## Start GIVEN RECORDS

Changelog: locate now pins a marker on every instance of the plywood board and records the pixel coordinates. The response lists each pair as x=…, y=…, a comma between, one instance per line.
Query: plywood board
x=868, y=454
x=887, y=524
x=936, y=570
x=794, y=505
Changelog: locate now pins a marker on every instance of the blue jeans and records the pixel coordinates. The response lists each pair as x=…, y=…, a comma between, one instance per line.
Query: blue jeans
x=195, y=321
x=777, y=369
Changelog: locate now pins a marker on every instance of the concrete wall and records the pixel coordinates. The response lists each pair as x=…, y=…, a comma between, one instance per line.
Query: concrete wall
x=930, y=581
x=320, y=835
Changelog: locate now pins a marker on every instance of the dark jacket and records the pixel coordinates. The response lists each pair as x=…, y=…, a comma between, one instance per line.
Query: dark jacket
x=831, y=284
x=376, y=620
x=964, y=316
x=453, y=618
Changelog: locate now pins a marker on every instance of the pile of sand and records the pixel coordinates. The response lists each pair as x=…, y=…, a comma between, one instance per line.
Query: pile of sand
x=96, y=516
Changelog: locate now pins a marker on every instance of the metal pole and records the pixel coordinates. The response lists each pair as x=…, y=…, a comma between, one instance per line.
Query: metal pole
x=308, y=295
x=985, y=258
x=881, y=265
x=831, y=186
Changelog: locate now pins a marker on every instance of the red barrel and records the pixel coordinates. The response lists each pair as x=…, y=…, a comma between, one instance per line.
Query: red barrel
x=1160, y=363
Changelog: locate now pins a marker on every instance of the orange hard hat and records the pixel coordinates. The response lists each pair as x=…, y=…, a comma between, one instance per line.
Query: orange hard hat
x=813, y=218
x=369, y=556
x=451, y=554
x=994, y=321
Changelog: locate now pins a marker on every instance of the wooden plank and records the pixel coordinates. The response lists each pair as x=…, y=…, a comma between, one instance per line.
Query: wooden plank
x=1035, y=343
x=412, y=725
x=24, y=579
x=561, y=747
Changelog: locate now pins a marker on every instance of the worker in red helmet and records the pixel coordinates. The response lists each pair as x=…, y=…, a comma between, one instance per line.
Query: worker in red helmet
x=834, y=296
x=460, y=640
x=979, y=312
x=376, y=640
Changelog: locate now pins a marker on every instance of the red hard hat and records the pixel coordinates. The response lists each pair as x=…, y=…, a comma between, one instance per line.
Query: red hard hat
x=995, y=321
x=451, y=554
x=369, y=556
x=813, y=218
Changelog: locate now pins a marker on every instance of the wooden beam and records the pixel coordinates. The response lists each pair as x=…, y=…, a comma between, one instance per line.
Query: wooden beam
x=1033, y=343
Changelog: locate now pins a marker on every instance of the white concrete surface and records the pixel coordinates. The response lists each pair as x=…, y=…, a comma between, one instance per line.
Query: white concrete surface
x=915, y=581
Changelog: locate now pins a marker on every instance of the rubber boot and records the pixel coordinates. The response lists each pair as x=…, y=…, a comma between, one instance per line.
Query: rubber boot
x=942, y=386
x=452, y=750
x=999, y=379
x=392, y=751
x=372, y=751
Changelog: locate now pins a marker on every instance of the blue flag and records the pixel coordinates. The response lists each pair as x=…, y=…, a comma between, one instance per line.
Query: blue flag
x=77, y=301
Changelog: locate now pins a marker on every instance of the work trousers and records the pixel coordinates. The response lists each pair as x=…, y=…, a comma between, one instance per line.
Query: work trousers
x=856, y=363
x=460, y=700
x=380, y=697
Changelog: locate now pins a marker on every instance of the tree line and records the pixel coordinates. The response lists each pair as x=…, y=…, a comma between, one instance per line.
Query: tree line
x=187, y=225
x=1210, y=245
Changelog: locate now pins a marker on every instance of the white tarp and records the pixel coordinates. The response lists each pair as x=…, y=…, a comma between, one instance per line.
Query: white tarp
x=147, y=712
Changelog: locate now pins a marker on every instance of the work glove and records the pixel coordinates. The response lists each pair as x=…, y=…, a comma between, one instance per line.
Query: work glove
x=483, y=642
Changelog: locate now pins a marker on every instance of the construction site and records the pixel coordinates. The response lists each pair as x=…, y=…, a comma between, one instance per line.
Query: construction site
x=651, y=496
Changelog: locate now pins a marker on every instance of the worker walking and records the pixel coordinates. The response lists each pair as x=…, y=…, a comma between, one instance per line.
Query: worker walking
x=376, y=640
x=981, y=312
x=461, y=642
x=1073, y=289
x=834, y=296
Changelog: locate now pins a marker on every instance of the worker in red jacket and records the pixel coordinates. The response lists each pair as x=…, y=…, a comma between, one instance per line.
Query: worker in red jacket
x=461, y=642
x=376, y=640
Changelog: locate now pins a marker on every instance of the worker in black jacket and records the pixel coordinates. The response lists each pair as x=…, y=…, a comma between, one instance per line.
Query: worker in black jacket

## End GIVEN RECORDS

▶ _WRITTEN INSTRUCTION_
Print the material verbatim, from the line containing "of the dark" through the line containing "x=994, y=321", inclusive.

▶ _ANSWER_
Changelog: locate now pins a marker on every instance of the dark jacket and records the pixel coordinates. The response lists each pair as x=…, y=…, a comma between, one instance per line.
Query: dark jacket
x=831, y=284
x=376, y=620
x=964, y=316
x=453, y=618
Changelog: locate now pins a marker on every instance of the pile of sand and records the pixel coordinates. The response lists each pair as x=…, y=…, a comma between, one instance per line.
Query: pile of sand
x=96, y=516
Changelog: locate now pins a marker on every instance of the metal pole and records the pixel coordinates. The response lists each pair as x=…, y=…, a comma between, one instance per line.
Query: metal pole
x=308, y=295
x=985, y=258
x=881, y=265
x=831, y=186
Changelog: locate now pins a marker on every instance of the red barrel and records the pixel coordinates. The response lists each pair as x=…, y=…, a comma between, one instance per line.
Query: red barrel
x=1160, y=363
Changelog: locate now pins a marker on every instance of the orange hard hat and records the pixel coordinates. The response lists each pair as x=…, y=…, a comma between, one instance per line.
Query: orange hard hat
x=813, y=218
x=369, y=556
x=451, y=554
x=994, y=321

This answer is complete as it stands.